━━━ Quoted text ━━━

# Samsung UA32ES6200R vs Lg 32LM6400



## RocknRolla (Oct 16, 2012)

hiiiiiiiiii!!!!!!!!

I will be buying a LED 3D TV next month so i can't decide on which to buy.
Its Samsung UA32ES6200R vs Lg 32LM6400.

plzzzzzzzz help me out

I think LG 32LM6400 is a step ahead of samsung in dat range.


----------



## aroraanant (Oct 17, 2012)

If you want a 3D TV, then opt for LG.


----------



## RocknRolla (Oct 19, 2012)

why samsung has any problem?????????


----------



## Vaibhav20 (Oct 19, 2012)

Go for lg its passive 3D, certified flicker free, brighter 3D, far better dsgn, depth control in 3D , cheap glasses and much more


----------



## aroraanant (Oct 20, 2012)

In 3D segment LG is the best, in non 3D segment Samsung is the best.


----------



## Vaibhav20 (Oct 20, 2012)

I do agree with aroraanant,wanna  just add dat 
Best 3d-LG
Best economical 2D- Samsung
Best 2D- Sony (bit costlier than sam)


----------



## aroraanant (Oct 20, 2012)

In best 2D case still Samsung is the best.


----------



## Vaibhav20 (Oct 20, 2012)

Guess u own a samsung 5000r


----------



## aroraanant (Oct 20, 2012)

No....
Have been planning to buy one from a long time but.


----------



## Vaibhav20 (Oct 20, 2012)

aroraanant said:


> No....
> Have been planning to buy one from a long time but.



But wot?


----------



## RocknRolla (Oct 21, 2012)

bt i think samsung dudes r best in displays

now i can't decide


----------



## aroraanant (Oct 21, 2012)

━━━

• _Exercise aim_: Rewrite the forum thread's passage starting with "## RocknRolla (Oct 16, 2012)" and going on through "vs Lg 32LM6400.", swapping "next month" for "next week".

━━━ Provided records ━━━

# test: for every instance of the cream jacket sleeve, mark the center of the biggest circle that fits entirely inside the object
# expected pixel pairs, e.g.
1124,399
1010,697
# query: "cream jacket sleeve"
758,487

━━━

• _Finished answer_:
## RocknRolla (Oct 16, 2012)

hiiiiiiiiii!!!!!!!!

I will be buying a LED 3D TV next week so i can't decide on which to buy.
Its Samsung UA32ES6200R vs Lg 32LM6400.